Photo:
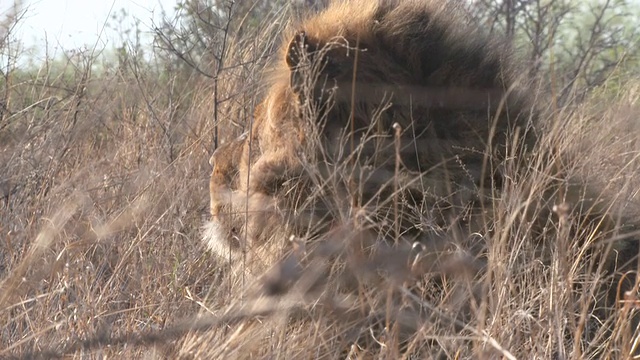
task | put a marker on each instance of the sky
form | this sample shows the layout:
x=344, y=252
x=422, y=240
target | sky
x=70, y=24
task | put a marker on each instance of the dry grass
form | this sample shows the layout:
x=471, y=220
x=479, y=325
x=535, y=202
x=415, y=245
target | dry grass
x=104, y=191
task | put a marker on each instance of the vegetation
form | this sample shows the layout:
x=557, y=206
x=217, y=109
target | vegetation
x=104, y=189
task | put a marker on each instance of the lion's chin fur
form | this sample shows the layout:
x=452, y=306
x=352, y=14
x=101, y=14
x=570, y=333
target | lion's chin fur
x=213, y=236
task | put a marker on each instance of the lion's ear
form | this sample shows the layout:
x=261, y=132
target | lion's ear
x=300, y=48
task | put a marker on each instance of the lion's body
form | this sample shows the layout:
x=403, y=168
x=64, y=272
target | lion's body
x=426, y=145
x=452, y=95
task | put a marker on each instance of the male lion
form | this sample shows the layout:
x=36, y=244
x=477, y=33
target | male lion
x=451, y=96
x=399, y=119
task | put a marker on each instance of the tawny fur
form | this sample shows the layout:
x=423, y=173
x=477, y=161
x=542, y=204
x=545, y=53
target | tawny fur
x=416, y=146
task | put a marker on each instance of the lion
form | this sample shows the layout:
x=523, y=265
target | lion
x=388, y=48
x=400, y=118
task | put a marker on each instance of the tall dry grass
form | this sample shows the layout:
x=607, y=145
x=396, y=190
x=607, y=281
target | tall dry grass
x=104, y=190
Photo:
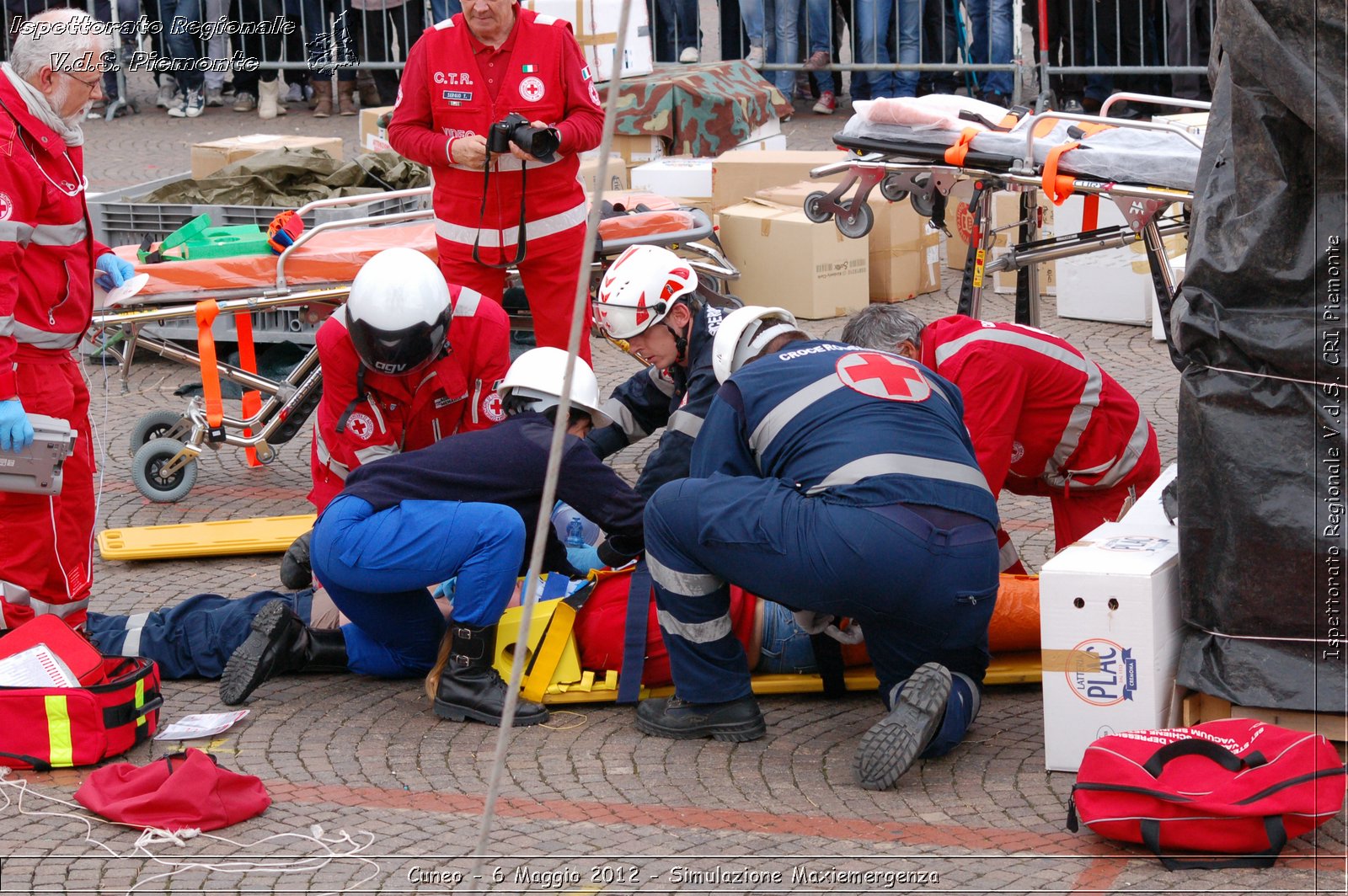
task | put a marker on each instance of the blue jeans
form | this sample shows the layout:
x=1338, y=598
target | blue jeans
x=179, y=40
x=921, y=593
x=190, y=639
x=995, y=49
x=377, y=568
x=786, y=647
x=786, y=44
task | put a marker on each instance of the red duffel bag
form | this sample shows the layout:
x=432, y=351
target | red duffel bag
x=1233, y=786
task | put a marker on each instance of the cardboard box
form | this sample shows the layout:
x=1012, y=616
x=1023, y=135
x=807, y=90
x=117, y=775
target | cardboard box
x=208, y=158
x=789, y=262
x=1110, y=631
x=372, y=138
x=1112, y=286
x=615, y=174
x=595, y=24
x=905, y=255
x=739, y=174
x=687, y=177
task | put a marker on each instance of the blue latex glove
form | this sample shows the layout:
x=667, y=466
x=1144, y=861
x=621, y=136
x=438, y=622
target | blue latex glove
x=584, y=558
x=115, y=271
x=15, y=429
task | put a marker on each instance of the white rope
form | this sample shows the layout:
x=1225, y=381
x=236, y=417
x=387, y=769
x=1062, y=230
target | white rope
x=554, y=460
x=222, y=864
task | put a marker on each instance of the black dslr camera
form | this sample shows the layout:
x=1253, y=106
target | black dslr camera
x=514, y=128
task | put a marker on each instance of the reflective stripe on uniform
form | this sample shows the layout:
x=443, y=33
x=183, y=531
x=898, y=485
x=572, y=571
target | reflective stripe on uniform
x=44, y=339
x=777, y=419
x=907, y=465
x=325, y=457
x=696, y=632
x=491, y=237
x=685, y=584
x=135, y=627
x=687, y=424
x=60, y=748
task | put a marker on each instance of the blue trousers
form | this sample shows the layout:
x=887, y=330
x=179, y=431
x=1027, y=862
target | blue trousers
x=921, y=593
x=377, y=568
x=190, y=639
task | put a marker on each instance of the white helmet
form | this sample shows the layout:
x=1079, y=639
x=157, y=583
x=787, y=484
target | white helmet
x=745, y=333
x=639, y=290
x=538, y=375
x=398, y=312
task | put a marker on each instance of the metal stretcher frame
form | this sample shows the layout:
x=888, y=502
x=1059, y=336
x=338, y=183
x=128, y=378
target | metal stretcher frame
x=918, y=172
x=166, y=444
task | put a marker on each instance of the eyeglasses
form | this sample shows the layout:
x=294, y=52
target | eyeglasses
x=89, y=85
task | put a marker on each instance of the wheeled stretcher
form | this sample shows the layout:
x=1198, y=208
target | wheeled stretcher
x=313, y=275
x=921, y=148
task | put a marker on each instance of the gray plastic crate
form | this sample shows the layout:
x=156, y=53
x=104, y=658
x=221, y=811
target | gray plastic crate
x=120, y=219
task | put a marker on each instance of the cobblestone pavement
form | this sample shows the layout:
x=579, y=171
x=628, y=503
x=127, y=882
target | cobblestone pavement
x=586, y=803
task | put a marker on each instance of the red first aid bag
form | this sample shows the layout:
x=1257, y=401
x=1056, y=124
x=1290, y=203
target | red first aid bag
x=45, y=728
x=181, y=790
x=1233, y=786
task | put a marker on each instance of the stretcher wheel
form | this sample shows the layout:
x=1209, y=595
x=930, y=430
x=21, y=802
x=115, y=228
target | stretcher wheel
x=923, y=200
x=858, y=220
x=890, y=189
x=815, y=208
x=146, y=472
x=152, y=426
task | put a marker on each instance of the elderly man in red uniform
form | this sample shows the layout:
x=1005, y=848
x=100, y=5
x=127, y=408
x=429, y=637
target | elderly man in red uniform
x=1045, y=419
x=47, y=264
x=465, y=74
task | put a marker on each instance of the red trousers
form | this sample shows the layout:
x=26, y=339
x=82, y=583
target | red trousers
x=46, y=541
x=548, y=275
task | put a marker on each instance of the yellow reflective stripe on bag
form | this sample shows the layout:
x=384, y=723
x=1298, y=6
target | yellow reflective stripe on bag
x=58, y=732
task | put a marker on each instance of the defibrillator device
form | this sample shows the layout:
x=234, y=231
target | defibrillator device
x=37, y=469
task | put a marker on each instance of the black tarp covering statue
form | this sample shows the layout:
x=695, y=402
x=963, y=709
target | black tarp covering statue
x=1258, y=336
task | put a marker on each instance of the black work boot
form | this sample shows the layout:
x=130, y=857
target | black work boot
x=296, y=572
x=739, y=720
x=890, y=747
x=469, y=687
x=278, y=644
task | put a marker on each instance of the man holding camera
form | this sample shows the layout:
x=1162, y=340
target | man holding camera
x=499, y=103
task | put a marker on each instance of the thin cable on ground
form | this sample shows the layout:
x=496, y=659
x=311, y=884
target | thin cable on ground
x=155, y=835
x=580, y=312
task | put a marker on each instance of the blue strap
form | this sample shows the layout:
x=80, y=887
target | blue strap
x=634, y=635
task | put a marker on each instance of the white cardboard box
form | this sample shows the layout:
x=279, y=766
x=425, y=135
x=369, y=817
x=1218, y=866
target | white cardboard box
x=676, y=177
x=595, y=24
x=1109, y=285
x=1110, y=631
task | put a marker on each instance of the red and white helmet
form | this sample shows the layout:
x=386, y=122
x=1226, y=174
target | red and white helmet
x=640, y=289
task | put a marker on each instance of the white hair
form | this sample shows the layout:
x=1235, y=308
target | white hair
x=62, y=40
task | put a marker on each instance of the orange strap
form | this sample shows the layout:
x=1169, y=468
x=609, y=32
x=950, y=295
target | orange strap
x=955, y=155
x=206, y=313
x=1055, y=188
x=249, y=361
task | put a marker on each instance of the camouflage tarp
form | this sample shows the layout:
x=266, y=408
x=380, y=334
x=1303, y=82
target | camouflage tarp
x=698, y=109
x=290, y=179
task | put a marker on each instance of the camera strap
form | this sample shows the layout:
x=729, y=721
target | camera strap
x=482, y=216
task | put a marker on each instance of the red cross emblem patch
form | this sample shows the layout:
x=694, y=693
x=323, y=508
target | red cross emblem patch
x=883, y=376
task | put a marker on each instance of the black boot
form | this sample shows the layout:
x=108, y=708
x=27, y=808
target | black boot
x=296, y=572
x=469, y=687
x=278, y=644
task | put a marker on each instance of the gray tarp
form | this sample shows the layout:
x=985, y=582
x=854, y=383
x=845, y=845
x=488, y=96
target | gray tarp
x=290, y=179
x=1258, y=332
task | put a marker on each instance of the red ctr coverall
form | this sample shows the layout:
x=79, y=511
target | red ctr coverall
x=1045, y=421
x=393, y=414
x=455, y=87
x=47, y=259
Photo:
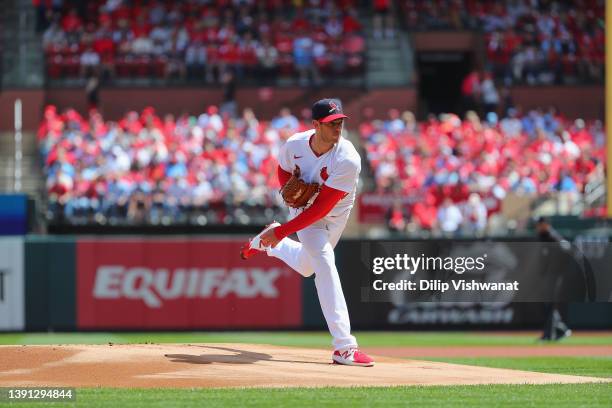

---

Set down word for word every line from the one containing "x=1303, y=82" through the last line of the records above, both ends included. Leave out the pictures.

**THE COMPLETED TASK**
x=1303, y=82
target | camouflage tarp
x=698, y=109
x=290, y=179
task | put a marker on each instance of the camera strap
form | this sample shows the layout:
x=729, y=721
target | camera strap
x=482, y=216
task | put a marker on each instance of the red cross emblem patch
form | this sample shows the layout:
x=694, y=693
x=323, y=508
target | red cross emblem patch
x=883, y=376
task | put a marker on each instance of the black boot
form | this sample shows the layout:
x=108, y=708
x=27, y=808
target | black boot
x=296, y=572
x=469, y=687
x=278, y=644
task | put a marker on each instance of the gray tarp
form | this sample shows the layout:
x=985, y=582
x=854, y=383
x=845, y=845
x=488, y=96
target | gray tarp
x=290, y=179
x=1258, y=332
task | put a marker on each instance of the red ctr coverall
form | this sample shows the layout:
x=79, y=511
target | red ctr coverall
x=1045, y=421
x=393, y=414
x=455, y=87
x=47, y=259
Photo:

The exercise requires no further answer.